= Felsom Film =

German film production company

Felsom Film was a film production company which operated in Weimar Germany between 1922 and 1933. It was founded and run by producers Hermann Fellner and Josef Somlo. The company's name is a blend of their surnames.

During the 1920s, the firm embarked on a series of co-productions with the British studio Gainsborough Pictures. In September 1929, the company released Land Without Women, the first full-length German language sound film using the Tri-Ergon sound-on-film process. The film predated the German company UFA's Melody of the Heart, which wasn't released until December 1929. Following the Nazi takeover, they dissolved their company and fled into exile in Britain.

==Partial filmography==
- Dancing Mad (1925)
- A Modern Dubarry (1927)
- The Woman on the Rack (1928)
- Number 17 (1928)
★ ★ ★ ★
→ **Task prompt**
Write out the stretch of the Felsom Film passage from "German film production" through "Number 17 (1928)", word for word. The items are separate material and have no connection to the Felsom Film passage.
★ ★ ★ ★
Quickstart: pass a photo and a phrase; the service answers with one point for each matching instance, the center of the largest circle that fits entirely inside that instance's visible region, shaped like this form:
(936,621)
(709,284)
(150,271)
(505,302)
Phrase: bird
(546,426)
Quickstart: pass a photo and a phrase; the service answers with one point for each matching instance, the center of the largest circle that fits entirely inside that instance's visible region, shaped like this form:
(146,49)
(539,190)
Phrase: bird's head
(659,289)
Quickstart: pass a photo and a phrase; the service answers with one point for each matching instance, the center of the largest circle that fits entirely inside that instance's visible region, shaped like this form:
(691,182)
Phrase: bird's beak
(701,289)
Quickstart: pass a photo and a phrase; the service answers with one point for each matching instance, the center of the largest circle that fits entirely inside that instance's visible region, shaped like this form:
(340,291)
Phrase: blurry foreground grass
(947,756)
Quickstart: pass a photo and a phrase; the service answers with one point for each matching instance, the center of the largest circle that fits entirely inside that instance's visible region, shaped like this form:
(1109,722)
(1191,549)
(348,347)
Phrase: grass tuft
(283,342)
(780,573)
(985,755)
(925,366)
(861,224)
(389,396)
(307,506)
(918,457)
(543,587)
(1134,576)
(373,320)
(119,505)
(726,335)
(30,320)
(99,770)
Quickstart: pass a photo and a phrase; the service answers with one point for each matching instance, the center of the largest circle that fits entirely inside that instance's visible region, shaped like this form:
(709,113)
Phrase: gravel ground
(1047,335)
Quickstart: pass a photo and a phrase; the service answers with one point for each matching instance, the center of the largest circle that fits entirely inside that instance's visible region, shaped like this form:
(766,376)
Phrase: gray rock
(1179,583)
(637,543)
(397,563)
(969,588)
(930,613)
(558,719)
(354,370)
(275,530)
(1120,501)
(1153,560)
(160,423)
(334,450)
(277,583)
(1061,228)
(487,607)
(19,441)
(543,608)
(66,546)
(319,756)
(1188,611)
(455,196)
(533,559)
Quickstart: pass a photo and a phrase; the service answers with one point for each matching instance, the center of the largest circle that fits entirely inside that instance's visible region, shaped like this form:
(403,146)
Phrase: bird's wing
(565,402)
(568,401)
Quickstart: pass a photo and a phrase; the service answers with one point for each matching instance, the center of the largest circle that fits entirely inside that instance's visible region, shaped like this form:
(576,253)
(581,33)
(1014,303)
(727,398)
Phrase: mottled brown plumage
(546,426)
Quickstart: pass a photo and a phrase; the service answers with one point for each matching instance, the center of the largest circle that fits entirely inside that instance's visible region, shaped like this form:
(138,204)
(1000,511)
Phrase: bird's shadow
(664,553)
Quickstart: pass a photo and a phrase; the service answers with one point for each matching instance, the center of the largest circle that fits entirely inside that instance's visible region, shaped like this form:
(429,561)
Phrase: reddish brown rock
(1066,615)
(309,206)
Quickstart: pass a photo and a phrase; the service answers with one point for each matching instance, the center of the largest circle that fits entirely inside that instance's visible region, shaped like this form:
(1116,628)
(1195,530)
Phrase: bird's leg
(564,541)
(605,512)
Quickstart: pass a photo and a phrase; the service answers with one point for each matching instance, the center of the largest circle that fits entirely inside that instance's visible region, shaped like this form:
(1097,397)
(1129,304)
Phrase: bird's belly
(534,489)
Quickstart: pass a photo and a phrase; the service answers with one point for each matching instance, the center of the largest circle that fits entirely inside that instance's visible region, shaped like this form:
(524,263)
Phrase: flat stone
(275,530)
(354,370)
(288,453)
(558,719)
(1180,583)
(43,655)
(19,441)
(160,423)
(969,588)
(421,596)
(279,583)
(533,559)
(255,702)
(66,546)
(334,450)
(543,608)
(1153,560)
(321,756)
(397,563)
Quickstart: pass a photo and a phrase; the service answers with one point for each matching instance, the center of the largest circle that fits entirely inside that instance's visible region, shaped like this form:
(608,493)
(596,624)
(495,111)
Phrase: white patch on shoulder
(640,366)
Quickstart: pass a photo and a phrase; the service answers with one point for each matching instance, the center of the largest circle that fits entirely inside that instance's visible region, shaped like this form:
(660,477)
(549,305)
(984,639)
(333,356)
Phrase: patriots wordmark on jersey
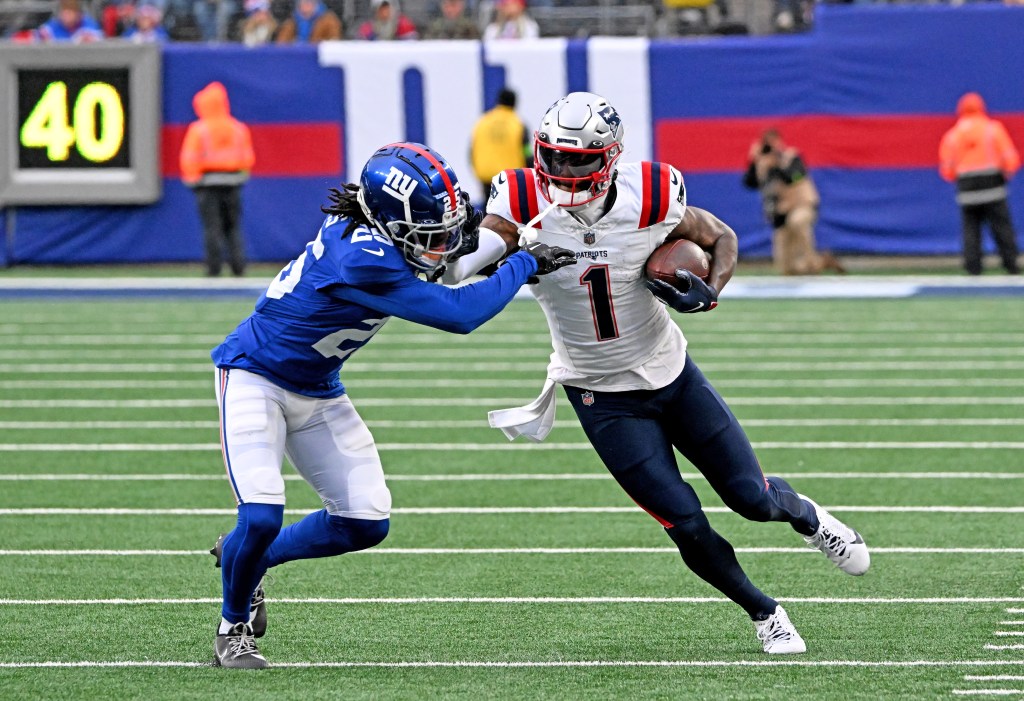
★ ★ ★ ★
→ **Reply to the exercise**
German film production company

Felsom Film was a film production company which operated in Weimar Germany between 1922 and 1933. It was founded and run by producers Hermann Fellner and Josef Somlo. The company's name is a blend of their surnames.

During the 1920s, the firm embarked on a series of co-productions with the British studio Gainsborough Pictures. In September 1929, the company released Land Without Women, the first full-length German language sound film using the Tri-Ergon sound-on-film process. The film predated the German company UFA's Melody of the Heart, which wasn't released until December 1929. Following the Nazi takeover, they dissolved their company and fled into exile in Britain.

==Partial filmography==
- Dancing Mad (1925)
- A Modern Dubarry (1927)
- The Woman on the Rack (1928)
- Number 17 (1928)